- Work item: Gather all lines in the entries that include the word "below".

- Dataset excerpts:

::::::

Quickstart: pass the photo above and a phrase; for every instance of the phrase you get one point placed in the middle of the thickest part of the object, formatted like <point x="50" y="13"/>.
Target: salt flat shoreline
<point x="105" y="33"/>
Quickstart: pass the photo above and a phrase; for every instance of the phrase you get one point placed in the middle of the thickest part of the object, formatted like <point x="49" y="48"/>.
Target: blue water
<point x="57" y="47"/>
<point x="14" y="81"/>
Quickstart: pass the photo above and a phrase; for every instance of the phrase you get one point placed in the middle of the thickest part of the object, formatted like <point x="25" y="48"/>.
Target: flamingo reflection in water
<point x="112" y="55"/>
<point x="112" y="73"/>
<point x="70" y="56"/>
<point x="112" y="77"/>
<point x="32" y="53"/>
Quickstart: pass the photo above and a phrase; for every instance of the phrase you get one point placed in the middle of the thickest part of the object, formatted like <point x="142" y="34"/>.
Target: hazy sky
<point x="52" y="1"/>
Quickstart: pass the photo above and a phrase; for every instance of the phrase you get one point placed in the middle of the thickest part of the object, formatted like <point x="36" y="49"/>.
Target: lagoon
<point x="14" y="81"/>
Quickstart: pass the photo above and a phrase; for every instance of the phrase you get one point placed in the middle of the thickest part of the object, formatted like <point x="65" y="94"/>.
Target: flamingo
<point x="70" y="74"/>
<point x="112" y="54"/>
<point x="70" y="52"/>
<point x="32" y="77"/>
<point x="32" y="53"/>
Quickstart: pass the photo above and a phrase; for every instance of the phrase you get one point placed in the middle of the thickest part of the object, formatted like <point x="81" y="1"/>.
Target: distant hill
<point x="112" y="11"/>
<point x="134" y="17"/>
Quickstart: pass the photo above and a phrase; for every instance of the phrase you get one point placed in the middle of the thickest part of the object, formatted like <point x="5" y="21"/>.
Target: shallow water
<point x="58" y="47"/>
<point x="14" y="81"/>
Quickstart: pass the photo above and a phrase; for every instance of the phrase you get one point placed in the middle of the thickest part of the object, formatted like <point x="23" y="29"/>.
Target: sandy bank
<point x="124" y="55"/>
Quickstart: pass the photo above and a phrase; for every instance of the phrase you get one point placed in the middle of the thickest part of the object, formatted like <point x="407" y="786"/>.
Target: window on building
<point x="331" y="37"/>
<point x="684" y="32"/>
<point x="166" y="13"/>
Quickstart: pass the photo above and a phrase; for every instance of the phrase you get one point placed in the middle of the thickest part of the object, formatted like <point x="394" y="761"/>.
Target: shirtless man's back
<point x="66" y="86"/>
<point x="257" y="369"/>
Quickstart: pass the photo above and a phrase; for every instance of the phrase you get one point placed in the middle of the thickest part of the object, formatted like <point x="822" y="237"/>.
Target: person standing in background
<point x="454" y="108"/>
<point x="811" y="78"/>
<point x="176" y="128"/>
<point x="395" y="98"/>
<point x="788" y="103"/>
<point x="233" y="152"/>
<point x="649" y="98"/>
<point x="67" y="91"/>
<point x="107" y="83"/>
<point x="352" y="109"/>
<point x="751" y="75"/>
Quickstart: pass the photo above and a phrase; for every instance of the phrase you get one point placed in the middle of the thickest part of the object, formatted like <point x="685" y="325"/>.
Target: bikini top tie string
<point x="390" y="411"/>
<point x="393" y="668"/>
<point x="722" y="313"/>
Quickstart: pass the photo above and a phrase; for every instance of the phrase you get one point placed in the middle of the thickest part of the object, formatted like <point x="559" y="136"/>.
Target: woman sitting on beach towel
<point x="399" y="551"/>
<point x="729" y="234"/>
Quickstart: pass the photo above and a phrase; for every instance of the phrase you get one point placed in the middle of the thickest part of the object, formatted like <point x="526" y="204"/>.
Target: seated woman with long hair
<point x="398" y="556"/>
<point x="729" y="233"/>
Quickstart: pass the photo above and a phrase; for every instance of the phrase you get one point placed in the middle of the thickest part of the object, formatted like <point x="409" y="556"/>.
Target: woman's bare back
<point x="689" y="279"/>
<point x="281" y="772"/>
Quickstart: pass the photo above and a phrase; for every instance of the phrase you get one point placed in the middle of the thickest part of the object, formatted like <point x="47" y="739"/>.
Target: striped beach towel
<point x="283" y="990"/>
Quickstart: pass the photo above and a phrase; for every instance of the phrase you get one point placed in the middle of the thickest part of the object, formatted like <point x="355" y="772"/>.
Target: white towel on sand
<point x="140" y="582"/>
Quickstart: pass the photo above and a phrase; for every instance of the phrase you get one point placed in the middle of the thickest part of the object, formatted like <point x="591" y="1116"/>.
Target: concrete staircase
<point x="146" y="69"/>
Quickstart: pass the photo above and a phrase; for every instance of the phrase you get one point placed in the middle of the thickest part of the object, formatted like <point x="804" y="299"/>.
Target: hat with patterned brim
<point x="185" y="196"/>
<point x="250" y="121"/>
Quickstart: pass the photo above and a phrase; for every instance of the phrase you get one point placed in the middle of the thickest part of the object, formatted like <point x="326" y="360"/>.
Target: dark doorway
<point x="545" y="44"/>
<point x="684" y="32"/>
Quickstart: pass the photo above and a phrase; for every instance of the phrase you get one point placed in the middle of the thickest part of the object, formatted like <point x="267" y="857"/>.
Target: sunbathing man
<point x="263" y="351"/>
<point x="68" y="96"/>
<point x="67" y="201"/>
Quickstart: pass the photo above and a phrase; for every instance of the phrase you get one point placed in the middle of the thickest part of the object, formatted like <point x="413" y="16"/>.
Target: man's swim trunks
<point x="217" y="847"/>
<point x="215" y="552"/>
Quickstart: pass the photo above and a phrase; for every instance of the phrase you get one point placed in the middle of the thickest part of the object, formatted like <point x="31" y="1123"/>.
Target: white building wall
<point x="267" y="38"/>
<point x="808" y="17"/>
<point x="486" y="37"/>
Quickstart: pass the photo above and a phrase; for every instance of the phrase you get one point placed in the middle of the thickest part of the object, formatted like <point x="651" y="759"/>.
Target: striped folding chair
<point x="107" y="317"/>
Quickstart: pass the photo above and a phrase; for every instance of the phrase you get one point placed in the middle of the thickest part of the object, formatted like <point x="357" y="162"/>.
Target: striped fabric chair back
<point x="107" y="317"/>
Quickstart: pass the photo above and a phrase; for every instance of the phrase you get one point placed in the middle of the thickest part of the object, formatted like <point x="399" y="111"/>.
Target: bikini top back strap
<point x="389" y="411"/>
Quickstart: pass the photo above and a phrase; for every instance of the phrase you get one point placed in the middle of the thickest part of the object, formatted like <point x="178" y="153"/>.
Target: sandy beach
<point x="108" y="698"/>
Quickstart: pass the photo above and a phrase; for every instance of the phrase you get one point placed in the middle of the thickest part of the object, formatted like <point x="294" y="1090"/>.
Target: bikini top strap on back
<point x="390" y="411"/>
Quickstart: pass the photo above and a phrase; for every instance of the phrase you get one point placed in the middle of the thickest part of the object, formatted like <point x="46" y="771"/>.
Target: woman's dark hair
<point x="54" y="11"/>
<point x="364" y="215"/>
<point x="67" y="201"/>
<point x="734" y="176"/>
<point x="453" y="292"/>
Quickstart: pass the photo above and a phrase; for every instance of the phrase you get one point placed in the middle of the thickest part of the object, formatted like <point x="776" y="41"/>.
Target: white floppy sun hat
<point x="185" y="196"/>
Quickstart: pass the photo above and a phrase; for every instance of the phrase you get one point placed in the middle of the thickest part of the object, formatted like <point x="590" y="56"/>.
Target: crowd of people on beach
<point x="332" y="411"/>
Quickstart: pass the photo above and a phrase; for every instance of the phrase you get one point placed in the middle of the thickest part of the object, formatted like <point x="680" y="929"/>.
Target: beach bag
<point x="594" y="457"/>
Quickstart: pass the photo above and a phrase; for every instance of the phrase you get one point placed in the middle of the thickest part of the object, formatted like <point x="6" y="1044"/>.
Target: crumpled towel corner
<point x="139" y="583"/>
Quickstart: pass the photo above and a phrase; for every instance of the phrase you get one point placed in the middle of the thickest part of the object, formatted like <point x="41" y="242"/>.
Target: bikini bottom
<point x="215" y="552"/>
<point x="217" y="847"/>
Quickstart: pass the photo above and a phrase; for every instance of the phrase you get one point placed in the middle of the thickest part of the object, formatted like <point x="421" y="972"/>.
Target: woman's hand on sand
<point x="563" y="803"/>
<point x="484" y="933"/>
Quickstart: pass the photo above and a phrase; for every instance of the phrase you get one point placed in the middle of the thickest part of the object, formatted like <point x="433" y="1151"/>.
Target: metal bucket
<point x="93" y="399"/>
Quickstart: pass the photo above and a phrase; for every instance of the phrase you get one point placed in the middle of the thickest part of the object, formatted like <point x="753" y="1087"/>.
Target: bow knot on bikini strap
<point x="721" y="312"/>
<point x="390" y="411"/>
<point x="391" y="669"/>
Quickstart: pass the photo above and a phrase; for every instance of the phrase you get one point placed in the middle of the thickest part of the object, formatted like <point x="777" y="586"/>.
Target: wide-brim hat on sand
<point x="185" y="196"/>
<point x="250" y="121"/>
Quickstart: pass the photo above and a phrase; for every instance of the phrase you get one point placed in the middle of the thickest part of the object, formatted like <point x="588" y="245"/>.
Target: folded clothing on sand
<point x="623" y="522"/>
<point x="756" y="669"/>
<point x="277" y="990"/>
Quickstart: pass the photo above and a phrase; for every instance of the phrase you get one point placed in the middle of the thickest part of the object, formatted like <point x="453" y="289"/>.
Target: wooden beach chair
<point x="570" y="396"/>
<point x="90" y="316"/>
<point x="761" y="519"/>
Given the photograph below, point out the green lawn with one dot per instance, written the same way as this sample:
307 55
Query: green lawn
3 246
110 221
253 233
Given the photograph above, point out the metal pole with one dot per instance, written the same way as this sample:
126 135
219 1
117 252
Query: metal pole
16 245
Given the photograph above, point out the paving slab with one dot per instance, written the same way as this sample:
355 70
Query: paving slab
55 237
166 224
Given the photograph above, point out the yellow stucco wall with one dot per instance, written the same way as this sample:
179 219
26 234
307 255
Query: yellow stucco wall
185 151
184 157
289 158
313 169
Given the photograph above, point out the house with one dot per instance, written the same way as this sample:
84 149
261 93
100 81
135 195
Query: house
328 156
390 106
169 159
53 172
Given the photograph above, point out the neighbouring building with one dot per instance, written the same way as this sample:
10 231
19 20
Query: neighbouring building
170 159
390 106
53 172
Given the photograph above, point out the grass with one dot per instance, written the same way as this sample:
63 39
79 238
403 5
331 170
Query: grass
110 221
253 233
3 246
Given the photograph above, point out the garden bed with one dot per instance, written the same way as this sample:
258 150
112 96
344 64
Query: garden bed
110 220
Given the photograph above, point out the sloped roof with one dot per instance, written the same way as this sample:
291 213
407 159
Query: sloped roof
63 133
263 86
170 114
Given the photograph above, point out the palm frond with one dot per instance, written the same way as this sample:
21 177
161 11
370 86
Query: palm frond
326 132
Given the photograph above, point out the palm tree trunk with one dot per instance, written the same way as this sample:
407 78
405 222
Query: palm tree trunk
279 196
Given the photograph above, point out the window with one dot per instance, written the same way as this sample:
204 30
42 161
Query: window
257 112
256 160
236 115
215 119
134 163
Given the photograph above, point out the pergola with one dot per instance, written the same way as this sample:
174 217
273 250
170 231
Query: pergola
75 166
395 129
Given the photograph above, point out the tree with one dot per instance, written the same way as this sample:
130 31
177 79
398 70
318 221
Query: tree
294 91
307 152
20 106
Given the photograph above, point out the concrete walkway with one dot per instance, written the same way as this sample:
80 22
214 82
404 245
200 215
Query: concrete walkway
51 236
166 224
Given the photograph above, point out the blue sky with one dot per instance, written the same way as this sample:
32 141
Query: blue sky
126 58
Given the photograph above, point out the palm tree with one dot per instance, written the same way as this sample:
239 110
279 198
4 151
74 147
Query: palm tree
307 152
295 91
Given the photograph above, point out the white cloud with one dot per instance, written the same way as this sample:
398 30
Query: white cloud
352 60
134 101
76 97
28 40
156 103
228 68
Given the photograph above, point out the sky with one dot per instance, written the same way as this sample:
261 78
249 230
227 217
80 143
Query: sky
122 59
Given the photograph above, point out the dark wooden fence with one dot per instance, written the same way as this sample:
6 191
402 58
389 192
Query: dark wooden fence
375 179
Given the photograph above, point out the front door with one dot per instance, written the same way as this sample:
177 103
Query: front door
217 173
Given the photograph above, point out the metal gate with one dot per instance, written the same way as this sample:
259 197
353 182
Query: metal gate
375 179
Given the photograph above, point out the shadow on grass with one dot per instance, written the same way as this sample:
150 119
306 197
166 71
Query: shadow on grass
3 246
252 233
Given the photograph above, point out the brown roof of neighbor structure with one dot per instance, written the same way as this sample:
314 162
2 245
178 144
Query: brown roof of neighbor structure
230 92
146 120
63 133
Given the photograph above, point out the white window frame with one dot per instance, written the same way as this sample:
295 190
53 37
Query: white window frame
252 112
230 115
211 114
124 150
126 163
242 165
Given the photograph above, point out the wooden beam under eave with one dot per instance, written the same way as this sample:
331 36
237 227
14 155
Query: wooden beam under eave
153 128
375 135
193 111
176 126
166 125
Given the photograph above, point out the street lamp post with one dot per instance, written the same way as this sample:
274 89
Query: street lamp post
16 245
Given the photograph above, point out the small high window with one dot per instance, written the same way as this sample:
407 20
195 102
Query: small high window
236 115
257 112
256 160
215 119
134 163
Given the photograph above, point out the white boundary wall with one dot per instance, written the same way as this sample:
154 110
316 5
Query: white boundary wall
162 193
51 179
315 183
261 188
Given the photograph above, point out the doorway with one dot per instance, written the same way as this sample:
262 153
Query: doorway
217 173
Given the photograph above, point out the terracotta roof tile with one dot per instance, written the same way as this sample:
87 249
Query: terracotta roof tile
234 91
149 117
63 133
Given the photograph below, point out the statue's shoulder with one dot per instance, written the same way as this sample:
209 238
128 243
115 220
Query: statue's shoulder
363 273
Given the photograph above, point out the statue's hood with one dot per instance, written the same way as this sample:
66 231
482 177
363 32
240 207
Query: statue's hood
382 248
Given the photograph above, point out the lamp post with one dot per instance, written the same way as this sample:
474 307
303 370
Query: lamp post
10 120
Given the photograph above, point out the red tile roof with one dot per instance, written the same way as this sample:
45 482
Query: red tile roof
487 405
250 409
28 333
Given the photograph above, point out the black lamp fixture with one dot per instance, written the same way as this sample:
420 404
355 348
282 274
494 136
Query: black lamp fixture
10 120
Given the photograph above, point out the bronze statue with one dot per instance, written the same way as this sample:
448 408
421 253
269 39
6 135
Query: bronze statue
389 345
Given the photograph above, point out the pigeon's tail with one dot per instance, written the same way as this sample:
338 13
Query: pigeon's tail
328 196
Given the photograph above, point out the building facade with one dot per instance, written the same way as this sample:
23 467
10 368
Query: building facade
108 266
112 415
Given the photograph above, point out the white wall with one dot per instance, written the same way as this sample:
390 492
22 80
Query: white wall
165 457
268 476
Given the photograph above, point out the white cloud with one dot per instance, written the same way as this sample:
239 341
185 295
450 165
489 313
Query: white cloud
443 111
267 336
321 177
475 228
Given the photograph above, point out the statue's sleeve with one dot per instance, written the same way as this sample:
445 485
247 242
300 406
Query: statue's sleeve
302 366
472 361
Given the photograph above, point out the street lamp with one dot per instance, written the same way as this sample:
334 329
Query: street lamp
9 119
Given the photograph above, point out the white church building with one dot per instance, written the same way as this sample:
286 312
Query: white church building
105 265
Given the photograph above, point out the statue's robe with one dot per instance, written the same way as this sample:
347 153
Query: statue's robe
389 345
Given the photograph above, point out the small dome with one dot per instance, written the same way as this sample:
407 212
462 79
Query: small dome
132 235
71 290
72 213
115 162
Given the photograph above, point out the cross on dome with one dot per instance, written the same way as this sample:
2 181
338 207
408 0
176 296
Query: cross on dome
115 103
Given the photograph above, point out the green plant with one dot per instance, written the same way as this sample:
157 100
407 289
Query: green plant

::::::

- Task result:
Given the photograph below, point out the green lawn with one dot per instance, written the same way as this sample:
Given the photograph below, point out the statue's shoulder with one dot per instance, written the same way as this sample:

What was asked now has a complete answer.